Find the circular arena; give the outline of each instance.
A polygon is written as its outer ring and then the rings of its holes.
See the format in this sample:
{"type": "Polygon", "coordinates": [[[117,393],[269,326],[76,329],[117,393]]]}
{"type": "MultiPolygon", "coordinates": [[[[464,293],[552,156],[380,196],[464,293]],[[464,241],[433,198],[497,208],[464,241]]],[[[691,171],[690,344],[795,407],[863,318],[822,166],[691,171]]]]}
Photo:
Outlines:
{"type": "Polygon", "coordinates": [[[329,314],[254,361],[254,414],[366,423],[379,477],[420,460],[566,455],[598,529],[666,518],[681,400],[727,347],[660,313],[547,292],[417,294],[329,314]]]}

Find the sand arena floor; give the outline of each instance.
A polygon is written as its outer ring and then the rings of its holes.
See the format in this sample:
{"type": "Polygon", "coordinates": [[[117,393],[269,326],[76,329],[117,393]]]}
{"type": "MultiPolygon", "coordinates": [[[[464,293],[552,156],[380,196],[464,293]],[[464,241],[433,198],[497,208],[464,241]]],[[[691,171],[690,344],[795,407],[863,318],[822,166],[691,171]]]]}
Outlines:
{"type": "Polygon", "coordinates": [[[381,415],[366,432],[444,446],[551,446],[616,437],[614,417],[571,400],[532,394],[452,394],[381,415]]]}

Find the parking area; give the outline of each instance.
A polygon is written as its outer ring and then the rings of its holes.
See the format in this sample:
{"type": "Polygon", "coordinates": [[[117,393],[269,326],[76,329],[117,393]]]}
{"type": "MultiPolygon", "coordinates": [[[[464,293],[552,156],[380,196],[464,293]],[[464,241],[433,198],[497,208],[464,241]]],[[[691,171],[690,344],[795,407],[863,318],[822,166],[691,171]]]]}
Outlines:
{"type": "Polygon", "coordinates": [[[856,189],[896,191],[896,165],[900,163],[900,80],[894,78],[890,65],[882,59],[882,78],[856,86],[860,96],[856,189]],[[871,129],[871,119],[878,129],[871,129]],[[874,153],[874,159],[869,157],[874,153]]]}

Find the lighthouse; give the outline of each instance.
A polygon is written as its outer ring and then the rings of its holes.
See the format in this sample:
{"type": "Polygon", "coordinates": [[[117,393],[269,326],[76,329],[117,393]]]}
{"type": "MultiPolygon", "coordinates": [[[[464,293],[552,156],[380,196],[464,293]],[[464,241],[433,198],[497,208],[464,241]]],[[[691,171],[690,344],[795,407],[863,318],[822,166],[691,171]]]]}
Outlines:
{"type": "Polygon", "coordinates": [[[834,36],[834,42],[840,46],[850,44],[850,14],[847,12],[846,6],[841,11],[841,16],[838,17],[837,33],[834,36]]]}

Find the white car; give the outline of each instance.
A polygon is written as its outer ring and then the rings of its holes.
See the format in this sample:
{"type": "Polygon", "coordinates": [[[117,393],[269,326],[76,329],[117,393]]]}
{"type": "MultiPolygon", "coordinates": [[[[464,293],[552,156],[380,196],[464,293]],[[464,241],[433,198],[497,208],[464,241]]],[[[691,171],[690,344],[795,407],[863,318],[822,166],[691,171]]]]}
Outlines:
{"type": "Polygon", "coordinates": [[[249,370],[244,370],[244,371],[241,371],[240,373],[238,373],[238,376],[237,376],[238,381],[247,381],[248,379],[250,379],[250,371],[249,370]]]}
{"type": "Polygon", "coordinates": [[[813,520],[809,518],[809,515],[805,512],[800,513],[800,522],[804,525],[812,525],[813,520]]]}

Task statement: Repeat each record word for word. Do not leave any out.

Reply:
Find the circular arena; give the outline of each instance.
A polygon is written as its outer ring and then the rings of its holes.
See the format in this sample:
{"type": "Polygon", "coordinates": [[[117,393],[269,326],[76,329],[117,393]]]}
{"type": "MultiPolygon", "coordinates": [[[[464,293],[552,156],[380,196],[464,293]],[[464,241],[433,198],[497,208],[464,241]]],[[[691,171],[690,344],[795,407],[863,318],[822,166],[691,171]]]]}
Photo:
Outlines:
{"type": "Polygon", "coordinates": [[[329,314],[254,361],[254,414],[366,423],[379,477],[420,460],[566,455],[598,529],[666,518],[681,400],[727,347],[660,313],[547,292],[417,294],[329,314]]]}

Find the sand arena floor; give the outline of each instance.
A polygon is written as its outer ring and then the rings of its holes.
See the format in this sample:
{"type": "Polygon", "coordinates": [[[117,393],[269,326],[76,329],[117,393]]]}
{"type": "MultiPolygon", "coordinates": [[[[464,293],[552,156],[380,196],[464,293]],[[464,241],[433,198],[497,208],[464,241]]],[[[691,171],[690,344],[795,407],[863,318],[822,166],[691,171]]]]}
Outlines:
{"type": "Polygon", "coordinates": [[[381,415],[366,432],[444,446],[551,446],[616,437],[614,417],[571,400],[532,394],[452,394],[381,415]]]}

Find the parking area; give the outline of each instance.
A polygon is written as its outer ring and then the rings of its holes.
See the format in this sample:
{"type": "Polygon", "coordinates": [[[117,393],[269,326],[76,329],[117,393]]]}
{"type": "MultiPolygon", "coordinates": [[[[464,293],[552,156],[380,196],[464,293]],[[464,241],[433,198],[497,208],[464,241]]],[[[691,171],[690,344],[795,407],[863,318],[822,166],[691,171]]]]}
Outlines:
{"type": "Polygon", "coordinates": [[[856,189],[896,191],[896,165],[900,163],[900,80],[894,78],[890,65],[882,59],[882,78],[856,86],[860,96],[856,189]],[[871,129],[871,119],[878,129],[871,129]],[[874,153],[874,159],[869,157],[874,153]]]}

Find the lighthouse; give the outline of each instance.
A polygon is written as its outer ring and then the rings of its holes.
See the format in this sample:
{"type": "Polygon", "coordinates": [[[117,393],[269,326],[76,329],[117,393]]]}
{"type": "MultiPolygon", "coordinates": [[[[464,293],[552,156],[380,196],[464,293]],[[464,241],[433,198],[497,208],[464,241]]],[[[691,171],[690,344],[795,407],[863,318],[822,166],[691,171]]]]}
Outlines:
{"type": "Polygon", "coordinates": [[[834,36],[834,42],[840,46],[850,44],[850,14],[847,12],[846,6],[841,11],[841,16],[838,17],[837,33],[834,36]]]}

Find the white car; give the outline of each instance.
A polygon is written as its outer ring and then the rings of its holes.
See the format in this sample:
{"type": "Polygon", "coordinates": [[[117,393],[269,326],[76,329],[117,393]]]}
{"type": "MultiPolygon", "coordinates": [[[[464,293],[552,156],[380,196],[464,293]],[[464,241],[433,198],[497,208],[464,241]]],[[[691,171],[690,344],[795,407],[863,318],[822,166],[691,171]]]]}
Outlines:
{"type": "Polygon", "coordinates": [[[249,370],[244,370],[244,371],[241,371],[240,373],[238,373],[238,376],[237,376],[238,381],[247,381],[248,379],[250,379],[250,371],[249,370]]]}
{"type": "Polygon", "coordinates": [[[813,520],[809,518],[809,515],[805,512],[800,513],[800,522],[804,525],[812,525],[813,520]]]}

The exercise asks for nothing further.